Data section start
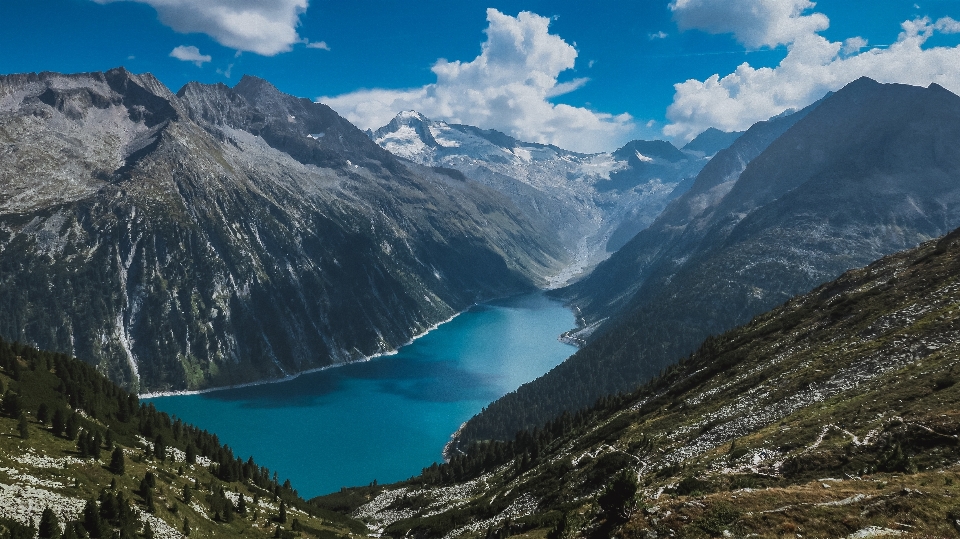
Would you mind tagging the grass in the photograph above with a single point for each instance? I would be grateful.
(81, 479)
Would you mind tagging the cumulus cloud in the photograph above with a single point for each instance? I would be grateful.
(813, 66)
(507, 88)
(266, 27)
(322, 45)
(753, 23)
(190, 54)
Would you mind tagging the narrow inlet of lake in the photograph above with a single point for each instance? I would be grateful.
(387, 418)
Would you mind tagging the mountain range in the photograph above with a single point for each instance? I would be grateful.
(595, 202)
(833, 415)
(226, 235)
(747, 366)
(792, 203)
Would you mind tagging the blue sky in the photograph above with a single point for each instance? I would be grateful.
(586, 76)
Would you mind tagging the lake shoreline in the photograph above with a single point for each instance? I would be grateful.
(364, 359)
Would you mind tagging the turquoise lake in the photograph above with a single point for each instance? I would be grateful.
(387, 418)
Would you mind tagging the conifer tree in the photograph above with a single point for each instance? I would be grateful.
(91, 519)
(58, 422)
(148, 501)
(49, 525)
(43, 413)
(73, 426)
(70, 532)
(160, 447)
(241, 504)
(117, 462)
(23, 426)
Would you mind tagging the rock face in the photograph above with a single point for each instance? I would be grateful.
(866, 172)
(225, 235)
(596, 202)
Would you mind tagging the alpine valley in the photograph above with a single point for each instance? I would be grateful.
(768, 321)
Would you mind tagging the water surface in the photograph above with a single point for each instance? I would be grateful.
(387, 418)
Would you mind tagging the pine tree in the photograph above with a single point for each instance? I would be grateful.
(241, 504)
(91, 519)
(117, 462)
(96, 441)
(160, 447)
(23, 426)
(148, 501)
(58, 422)
(49, 525)
(70, 532)
(43, 413)
(73, 426)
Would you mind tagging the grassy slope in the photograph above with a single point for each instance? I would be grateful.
(834, 413)
(46, 471)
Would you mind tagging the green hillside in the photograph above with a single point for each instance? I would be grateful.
(834, 415)
(81, 457)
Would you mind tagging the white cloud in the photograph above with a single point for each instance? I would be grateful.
(322, 45)
(190, 54)
(753, 23)
(813, 66)
(853, 45)
(506, 88)
(266, 27)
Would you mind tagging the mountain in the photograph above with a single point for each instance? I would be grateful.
(834, 415)
(225, 235)
(712, 141)
(595, 202)
(865, 172)
(88, 456)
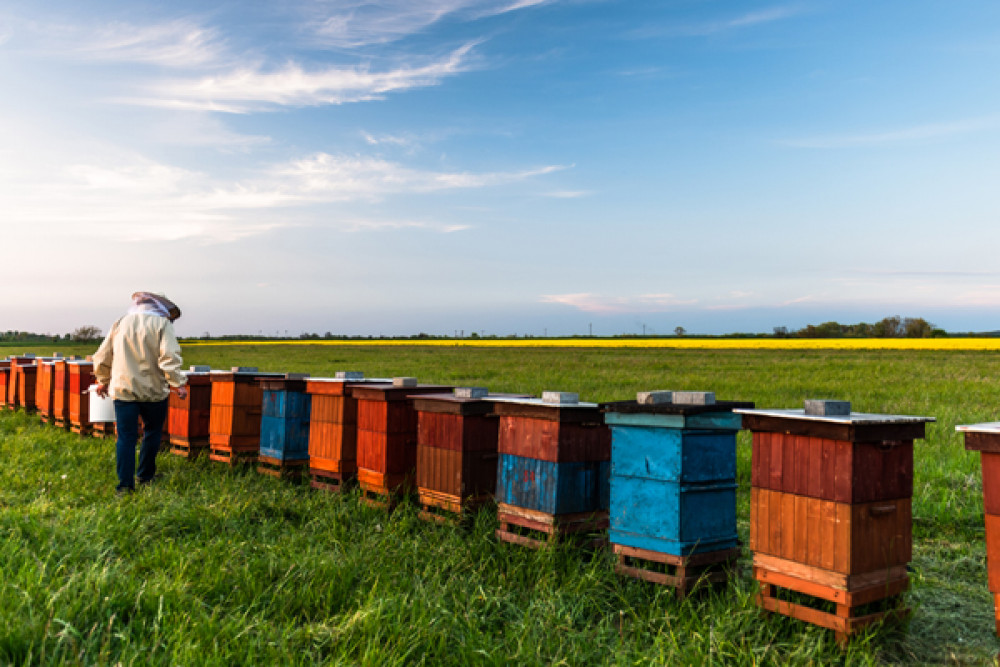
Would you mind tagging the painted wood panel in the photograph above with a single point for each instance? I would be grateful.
(837, 470)
(551, 487)
(849, 539)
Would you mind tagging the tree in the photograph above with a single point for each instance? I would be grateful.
(87, 334)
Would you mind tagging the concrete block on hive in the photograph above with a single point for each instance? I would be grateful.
(654, 397)
(560, 397)
(471, 392)
(827, 408)
(694, 397)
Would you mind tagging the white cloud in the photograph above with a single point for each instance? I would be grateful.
(251, 89)
(608, 305)
(173, 44)
(899, 135)
(366, 22)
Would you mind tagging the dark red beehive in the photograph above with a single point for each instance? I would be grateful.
(387, 435)
(830, 511)
(234, 418)
(188, 418)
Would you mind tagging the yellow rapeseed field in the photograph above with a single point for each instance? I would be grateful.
(667, 343)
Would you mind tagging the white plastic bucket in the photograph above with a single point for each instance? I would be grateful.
(101, 409)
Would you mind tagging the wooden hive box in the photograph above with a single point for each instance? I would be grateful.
(456, 450)
(838, 528)
(4, 382)
(81, 376)
(45, 389)
(26, 378)
(188, 418)
(387, 435)
(673, 476)
(985, 439)
(284, 428)
(235, 416)
(60, 393)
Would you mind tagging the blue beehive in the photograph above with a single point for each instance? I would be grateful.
(284, 424)
(673, 476)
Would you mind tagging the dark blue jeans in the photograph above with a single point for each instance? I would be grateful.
(127, 415)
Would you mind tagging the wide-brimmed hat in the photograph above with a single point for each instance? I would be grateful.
(169, 308)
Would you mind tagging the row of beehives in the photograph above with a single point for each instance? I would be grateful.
(830, 524)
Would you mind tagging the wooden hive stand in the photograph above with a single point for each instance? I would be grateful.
(534, 529)
(683, 573)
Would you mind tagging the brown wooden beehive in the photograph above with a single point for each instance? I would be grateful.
(830, 514)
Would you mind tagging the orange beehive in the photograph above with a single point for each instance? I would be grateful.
(81, 376)
(234, 418)
(60, 393)
(4, 382)
(830, 512)
(188, 418)
(333, 431)
(985, 438)
(387, 437)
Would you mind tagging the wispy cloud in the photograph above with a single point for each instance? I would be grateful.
(609, 305)
(251, 89)
(705, 28)
(365, 22)
(899, 135)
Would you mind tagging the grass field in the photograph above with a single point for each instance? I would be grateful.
(220, 567)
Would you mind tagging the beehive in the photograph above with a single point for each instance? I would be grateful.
(830, 513)
(81, 376)
(234, 419)
(985, 439)
(387, 437)
(457, 435)
(284, 428)
(188, 418)
(553, 470)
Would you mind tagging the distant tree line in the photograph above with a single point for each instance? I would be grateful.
(888, 327)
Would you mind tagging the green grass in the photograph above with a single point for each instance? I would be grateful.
(214, 566)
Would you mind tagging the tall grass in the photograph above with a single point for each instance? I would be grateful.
(216, 566)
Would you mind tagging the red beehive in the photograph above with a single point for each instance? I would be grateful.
(457, 435)
(60, 393)
(188, 418)
(4, 382)
(234, 418)
(387, 435)
(830, 511)
(985, 439)
(81, 376)
(45, 389)
(333, 431)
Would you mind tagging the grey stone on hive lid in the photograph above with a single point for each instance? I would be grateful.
(560, 397)
(694, 398)
(827, 408)
(654, 397)
(471, 392)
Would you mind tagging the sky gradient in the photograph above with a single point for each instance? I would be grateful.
(543, 167)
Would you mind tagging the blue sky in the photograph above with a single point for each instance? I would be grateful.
(505, 166)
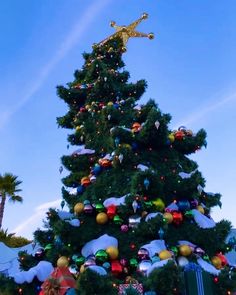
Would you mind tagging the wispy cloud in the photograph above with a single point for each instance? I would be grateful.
(207, 110)
(71, 40)
(27, 227)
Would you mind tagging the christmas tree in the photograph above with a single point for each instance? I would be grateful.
(139, 218)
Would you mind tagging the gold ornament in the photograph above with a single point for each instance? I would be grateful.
(200, 209)
(112, 252)
(150, 36)
(165, 254)
(62, 261)
(101, 218)
(216, 261)
(171, 137)
(82, 268)
(185, 250)
(78, 208)
(126, 32)
(160, 205)
(168, 217)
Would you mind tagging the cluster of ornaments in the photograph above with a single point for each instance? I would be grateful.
(180, 134)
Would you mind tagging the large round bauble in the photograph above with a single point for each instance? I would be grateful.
(39, 254)
(200, 209)
(143, 254)
(168, 217)
(117, 220)
(216, 261)
(85, 181)
(82, 268)
(144, 266)
(185, 250)
(193, 203)
(183, 205)
(88, 209)
(134, 221)
(177, 217)
(89, 262)
(112, 252)
(171, 137)
(165, 254)
(159, 204)
(133, 263)
(79, 260)
(99, 207)
(111, 211)
(101, 256)
(116, 267)
(62, 261)
(101, 218)
(78, 208)
(136, 127)
(223, 259)
(182, 261)
(124, 228)
(179, 135)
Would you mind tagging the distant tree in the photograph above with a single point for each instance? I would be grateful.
(9, 189)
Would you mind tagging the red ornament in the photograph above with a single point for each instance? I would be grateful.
(82, 109)
(105, 163)
(116, 267)
(111, 211)
(124, 228)
(85, 181)
(132, 246)
(179, 135)
(177, 217)
(136, 127)
(223, 259)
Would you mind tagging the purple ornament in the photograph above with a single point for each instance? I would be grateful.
(193, 203)
(143, 254)
(124, 228)
(89, 262)
(123, 262)
(199, 251)
(88, 208)
(144, 266)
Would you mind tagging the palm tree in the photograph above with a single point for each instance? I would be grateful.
(8, 189)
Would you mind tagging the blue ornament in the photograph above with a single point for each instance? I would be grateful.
(117, 141)
(146, 183)
(96, 169)
(80, 189)
(183, 205)
(134, 146)
(161, 233)
(62, 204)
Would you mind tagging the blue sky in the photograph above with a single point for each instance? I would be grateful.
(189, 66)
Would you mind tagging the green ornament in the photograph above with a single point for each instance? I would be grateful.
(80, 260)
(99, 207)
(148, 204)
(133, 262)
(101, 256)
(117, 220)
(206, 257)
(174, 250)
(87, 202)
(188, 214)
(48, 247)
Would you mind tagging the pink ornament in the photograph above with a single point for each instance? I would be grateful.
(124, 228)
(123, 262)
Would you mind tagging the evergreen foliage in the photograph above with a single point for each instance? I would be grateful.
(127, 152)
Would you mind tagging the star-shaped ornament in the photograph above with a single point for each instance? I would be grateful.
(126, 32)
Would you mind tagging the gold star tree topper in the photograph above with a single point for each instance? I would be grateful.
(126, 32)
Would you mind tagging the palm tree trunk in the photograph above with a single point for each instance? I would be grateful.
(2, 207)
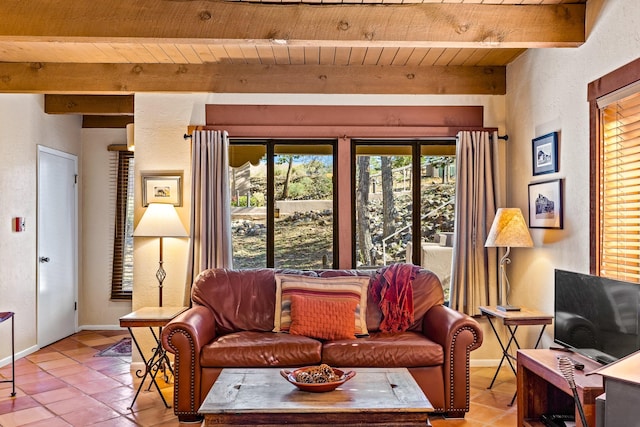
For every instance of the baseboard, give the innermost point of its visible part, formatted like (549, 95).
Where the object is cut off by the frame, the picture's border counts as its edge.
(19, 355)
(485, 363)
(101, 328)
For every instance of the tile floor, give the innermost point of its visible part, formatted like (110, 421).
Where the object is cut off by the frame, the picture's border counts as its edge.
(65, 385)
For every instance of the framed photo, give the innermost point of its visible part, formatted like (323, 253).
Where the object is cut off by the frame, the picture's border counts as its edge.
(162, 187)
(545, 154)
(545, 204)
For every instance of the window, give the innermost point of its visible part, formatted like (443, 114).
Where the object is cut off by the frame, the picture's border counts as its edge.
(619, 237)
(615, 187)
(122, 273)
(389, 207)
(282, 198)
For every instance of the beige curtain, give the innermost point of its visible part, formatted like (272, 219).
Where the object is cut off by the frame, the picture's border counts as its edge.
(210, 244)
(479, 192)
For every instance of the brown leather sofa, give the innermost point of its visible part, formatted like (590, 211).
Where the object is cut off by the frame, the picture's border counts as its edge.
(231, 321)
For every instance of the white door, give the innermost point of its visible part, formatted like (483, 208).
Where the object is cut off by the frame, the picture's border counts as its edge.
(57, 245)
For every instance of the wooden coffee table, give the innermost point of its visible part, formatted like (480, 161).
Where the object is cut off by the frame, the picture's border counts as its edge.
(261, 397)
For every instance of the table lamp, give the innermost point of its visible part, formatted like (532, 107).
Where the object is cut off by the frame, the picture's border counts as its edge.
(160, 220)
(508, 231)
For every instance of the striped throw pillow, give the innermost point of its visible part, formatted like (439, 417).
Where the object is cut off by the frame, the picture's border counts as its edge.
(327, 288)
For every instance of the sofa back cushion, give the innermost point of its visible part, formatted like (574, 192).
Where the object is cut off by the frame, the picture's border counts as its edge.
(241, 300)
(244, 300)
(427, 292)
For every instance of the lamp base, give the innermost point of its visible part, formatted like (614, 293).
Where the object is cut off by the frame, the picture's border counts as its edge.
(508, 307)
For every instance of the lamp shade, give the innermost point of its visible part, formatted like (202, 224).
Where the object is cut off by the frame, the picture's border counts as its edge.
(160, 220)
(509, 230)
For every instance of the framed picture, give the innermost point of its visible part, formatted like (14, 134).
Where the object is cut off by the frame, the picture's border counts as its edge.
(545, 204)
(162, 187)
(545, 154)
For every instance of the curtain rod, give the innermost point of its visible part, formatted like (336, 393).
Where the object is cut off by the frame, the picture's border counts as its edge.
(505, 137)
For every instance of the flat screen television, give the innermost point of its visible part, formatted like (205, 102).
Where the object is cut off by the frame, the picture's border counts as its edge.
(595, 316)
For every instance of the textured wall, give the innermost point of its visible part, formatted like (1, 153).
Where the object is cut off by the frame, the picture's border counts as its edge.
(547, 91)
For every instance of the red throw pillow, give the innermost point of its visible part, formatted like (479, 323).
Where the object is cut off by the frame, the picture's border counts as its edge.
(322, 318)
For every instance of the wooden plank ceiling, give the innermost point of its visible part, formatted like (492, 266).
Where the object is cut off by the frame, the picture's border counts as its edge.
(120, 47)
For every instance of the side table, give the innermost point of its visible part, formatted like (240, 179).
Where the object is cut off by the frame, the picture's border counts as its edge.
(151, 317)
(6, 315)
(512, 320)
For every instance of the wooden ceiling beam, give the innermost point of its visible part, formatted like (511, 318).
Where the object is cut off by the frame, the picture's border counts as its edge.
(104, 105)
(106, 122)
(55, 78)
(216, 22)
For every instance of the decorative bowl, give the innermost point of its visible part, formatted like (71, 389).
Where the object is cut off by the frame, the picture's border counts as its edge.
(317, 387)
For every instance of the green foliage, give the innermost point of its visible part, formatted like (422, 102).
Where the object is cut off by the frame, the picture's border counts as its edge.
(256, 200)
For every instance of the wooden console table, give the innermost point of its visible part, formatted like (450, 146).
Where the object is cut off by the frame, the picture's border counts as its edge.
(512, 320)
(6, 315)
(543, 390)
(151, 317)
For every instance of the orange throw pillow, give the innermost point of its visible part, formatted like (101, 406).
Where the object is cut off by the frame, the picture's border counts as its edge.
(322, 318)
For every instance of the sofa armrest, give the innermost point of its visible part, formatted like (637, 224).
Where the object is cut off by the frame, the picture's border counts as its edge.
(458, 334)
(185, 336)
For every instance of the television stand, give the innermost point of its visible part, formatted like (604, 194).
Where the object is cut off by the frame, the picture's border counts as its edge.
(542, 389)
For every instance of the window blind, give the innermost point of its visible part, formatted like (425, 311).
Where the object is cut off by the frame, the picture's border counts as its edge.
(122, 272)
(620, 188)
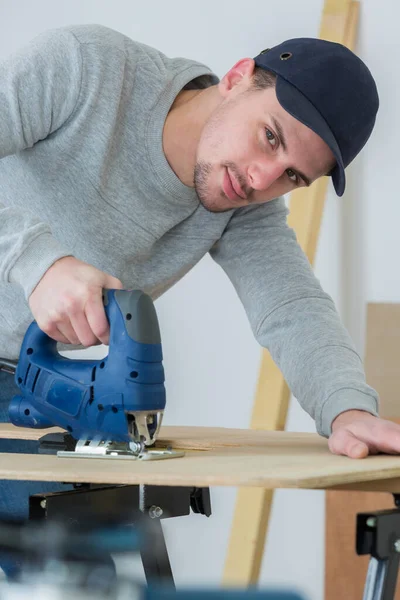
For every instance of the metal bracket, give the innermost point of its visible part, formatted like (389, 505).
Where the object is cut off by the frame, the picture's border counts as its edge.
(378, 534)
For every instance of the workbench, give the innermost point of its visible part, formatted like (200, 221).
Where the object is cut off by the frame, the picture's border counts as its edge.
(215, 457)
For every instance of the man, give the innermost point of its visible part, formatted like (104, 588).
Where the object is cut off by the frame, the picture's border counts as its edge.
(122, 168)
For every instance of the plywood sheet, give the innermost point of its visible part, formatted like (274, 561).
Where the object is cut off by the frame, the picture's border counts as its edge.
(275, 459)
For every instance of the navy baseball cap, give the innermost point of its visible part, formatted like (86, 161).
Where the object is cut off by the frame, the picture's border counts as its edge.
(325, 86)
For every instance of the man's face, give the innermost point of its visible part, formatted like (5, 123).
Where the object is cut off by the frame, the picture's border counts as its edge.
(251, 150)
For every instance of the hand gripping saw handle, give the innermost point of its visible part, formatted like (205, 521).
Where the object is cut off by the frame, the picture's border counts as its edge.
(120, 397)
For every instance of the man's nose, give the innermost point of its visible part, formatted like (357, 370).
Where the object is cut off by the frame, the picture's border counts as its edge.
(262, 174)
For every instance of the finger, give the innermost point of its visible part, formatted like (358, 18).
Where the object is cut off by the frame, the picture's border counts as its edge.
(67, 331)
(113, 283)
(97, 318)
(344, 442)
(82, 329)
(50, 328)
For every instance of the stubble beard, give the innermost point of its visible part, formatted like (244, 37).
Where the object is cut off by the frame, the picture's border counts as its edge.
(202, 172)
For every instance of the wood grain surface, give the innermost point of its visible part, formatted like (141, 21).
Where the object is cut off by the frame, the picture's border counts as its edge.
(214, 457)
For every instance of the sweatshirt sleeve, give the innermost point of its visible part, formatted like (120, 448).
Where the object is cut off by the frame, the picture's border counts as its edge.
(291, 315)
(39, 89)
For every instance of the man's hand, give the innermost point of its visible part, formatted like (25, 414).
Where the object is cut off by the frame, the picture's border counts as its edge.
(357, 433)
(67, 302)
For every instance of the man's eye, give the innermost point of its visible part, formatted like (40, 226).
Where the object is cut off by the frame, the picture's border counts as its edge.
(270, 137)
(292, 176)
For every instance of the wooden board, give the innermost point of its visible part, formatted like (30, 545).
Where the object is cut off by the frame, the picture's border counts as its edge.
(266, 459)
(382, 356)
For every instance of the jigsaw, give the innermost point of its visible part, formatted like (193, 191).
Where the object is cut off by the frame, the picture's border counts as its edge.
(111, 407)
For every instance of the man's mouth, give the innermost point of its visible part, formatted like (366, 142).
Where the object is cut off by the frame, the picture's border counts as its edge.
(232, 187)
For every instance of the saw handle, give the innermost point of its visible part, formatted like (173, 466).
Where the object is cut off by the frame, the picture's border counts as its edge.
(129, 312)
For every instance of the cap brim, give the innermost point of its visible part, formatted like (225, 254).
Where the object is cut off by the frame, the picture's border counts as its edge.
(296, 104)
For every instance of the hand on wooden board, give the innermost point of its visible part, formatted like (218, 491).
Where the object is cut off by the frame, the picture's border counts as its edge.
(357, 434)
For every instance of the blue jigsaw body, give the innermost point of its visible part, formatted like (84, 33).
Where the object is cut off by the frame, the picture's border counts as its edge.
(92, 398)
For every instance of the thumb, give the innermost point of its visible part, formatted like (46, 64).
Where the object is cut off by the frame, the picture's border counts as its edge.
(345, 442)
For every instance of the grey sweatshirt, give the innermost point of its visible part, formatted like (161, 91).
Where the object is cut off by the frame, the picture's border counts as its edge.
(83, 173)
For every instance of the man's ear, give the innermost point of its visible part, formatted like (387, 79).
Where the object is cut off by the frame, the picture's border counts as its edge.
(240, 73)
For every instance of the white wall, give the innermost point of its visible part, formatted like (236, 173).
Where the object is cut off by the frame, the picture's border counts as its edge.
(211, 358)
Data section end
=== Exercise goal ===
For every line above that has "table" in it, copy the line.

=== Answer to this problem ===
For every instance of the wooden coffee table, give the innermost point of its visible part, formatted like (480, 161).
For every instance of the table lamp, give the innermost point of its visible part, formatted like (532, 107).
For every instance of the side table, give the innermost point of its visible part, formatted like (240, 179).
For every instance of the wooden console table, give the innermost point of its visible part, formatted like (450, 146).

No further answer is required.